**REQUIREMENT**
Exactly as written, print each record in the listing.

**DATA TO PROCESS**
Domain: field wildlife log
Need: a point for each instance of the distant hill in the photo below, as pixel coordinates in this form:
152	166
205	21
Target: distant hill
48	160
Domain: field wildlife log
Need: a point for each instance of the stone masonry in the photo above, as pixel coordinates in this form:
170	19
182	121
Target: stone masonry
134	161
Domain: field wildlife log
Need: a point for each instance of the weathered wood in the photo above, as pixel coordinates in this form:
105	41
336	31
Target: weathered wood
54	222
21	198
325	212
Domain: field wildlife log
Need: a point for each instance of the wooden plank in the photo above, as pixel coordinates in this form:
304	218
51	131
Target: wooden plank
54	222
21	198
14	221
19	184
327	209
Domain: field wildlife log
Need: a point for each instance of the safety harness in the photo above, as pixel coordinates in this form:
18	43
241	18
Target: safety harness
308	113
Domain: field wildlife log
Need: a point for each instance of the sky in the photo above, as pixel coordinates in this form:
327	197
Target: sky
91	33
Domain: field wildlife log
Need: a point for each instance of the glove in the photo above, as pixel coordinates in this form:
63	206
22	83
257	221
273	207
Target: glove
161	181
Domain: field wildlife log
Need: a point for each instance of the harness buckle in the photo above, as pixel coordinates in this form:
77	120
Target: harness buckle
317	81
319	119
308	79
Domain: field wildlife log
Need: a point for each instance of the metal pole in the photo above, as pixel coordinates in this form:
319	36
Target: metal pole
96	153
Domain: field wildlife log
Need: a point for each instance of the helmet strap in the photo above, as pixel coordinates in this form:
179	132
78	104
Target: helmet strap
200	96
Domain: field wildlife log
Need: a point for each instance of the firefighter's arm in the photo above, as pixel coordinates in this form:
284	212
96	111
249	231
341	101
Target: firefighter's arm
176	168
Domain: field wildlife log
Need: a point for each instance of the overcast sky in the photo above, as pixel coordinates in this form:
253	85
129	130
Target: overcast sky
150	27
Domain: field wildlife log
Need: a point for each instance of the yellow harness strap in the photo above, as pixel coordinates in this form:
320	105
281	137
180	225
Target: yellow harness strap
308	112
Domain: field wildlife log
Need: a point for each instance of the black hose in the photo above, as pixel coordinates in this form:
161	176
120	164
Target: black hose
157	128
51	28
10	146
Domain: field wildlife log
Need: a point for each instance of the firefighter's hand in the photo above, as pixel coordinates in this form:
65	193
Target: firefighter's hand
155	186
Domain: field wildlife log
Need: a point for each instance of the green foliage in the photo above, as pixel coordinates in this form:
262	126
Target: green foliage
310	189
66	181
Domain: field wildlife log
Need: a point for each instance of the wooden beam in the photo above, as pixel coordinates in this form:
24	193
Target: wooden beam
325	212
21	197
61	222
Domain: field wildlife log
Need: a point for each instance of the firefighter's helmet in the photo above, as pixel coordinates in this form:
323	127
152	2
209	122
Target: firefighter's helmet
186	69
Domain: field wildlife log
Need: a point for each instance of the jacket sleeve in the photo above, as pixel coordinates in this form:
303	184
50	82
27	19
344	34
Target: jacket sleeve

**COMPLETE ANSWER**
Domain: field wildlife log
Need: a point for each instance of the distant hill in the photo below, as pixel coordinates in this form:
152	166
205	21
Target: distant hill
48	160
Domain: field wildlife log
Need: a point for each instance of the stone masonry in the photo above, as pixel coordinates in this form:
170	19
182	121
Target: stone masonry
134	161
Domain: field wildlife log
Need: a point for each instance of the weathered wood in the photo above, as pixel coordinates in this form:
105	41
336	31
Target: weathered wood
54	222
21	198
325	212
Domain: field wildlife log
Need: a point for each instance of the wooden plank in the photo above, as pixel coordinates in this form:
304	218
51	131
Target: wooden plank
54	222
21	198
14	221
19	184
327	209
Domain: field wildlife log
Need: a point for each instance of the safety harness in the photo above, as pixel coordinates in this form:
18	43
241	18
Target: safety harness
308	113
Domain: field wildlife log
Need: a point for each instance of the sky in the photo above, as pixel coordinates in this form:
327	197
Target: sky
91	33
Domain: field wildlife log
Need: a point for each instance of the glove in the photo above, as pixel coordinates in this form:
63	206
22	83
257	221
273	207
Target: glove
161	181
Domain: field wildlife log
Need: a point for each instance of the harness buckle in the photo above, as pixel coordinates in this form:
77	120
Target: harness buckle
317	81
319	119
308	79
Domain: field wildlife log
Need: a point for each instance of the metal pole in the photo above, as pixel coordinates in this form:
319	36
Target: metal pole
96	153
Domain: field wildlife log
Need: a point for each instance of the helmet strap in the photo above, as pixel coordinates in this form:
179	132
78	104
Target: helmet strap
200	96
Domain: field wildlife log
Need: a point for each instance of the firefighter's arm in the photo above, as pixel coordinates in this form:
284	212
96	111
249	231
341	101
Target: firefighter's arm
176	168
Domain: field wildlife log
Need: a point for each instance of the overcast sky in the photo above, as pixel coordinates in this form:
253	85
129	130
Target: overcast sky
150	27
Domain: field wildlife log
Need: a point for each instance of the yellow harness strap in the photo above, as pixel coordinates in this form:
320	105
281	137
180	225
Target: yellow harness strap
308	112
Domain: field wildlife log
Need: a point for each instance of the black hose in the photo above, as pixel coordinates in this form:
161	176
120	164
Target: black hose
157	128
51	28
10	146
Domain: field wildlife log
Need: a point for each instance of the firefighter's hand in the photo above, as pixel coordinates in this form:
65	193
Target: firefighter's hand
155	186
Domain: field wildlife log
Need: a point for each instance of the green foliage in the photo above, as pixel coordinates in this form:
262	126
Target: green foliage
310	189
66	181
Domain: field wildlife log
Need: a point for each instance of the wooden beam in the photo above, as pixel coordinates in this form:
24	193
Target: wooden beam
325	212
21	197
61	222
Domain: field wildlife log
Need: a point for each instance of the firefighter's helmet in the photo above, as pixel coordinates in this form:
323	127
152	2
209	122
Target: firefighter's helmet
186	69
Domain: field wildlife log
Need: a point for each instance of the jacket sleeve in the photo above, as pixel coordinates in this form:
303	184
50	82
27	19
344	34
Target: jacket sleeve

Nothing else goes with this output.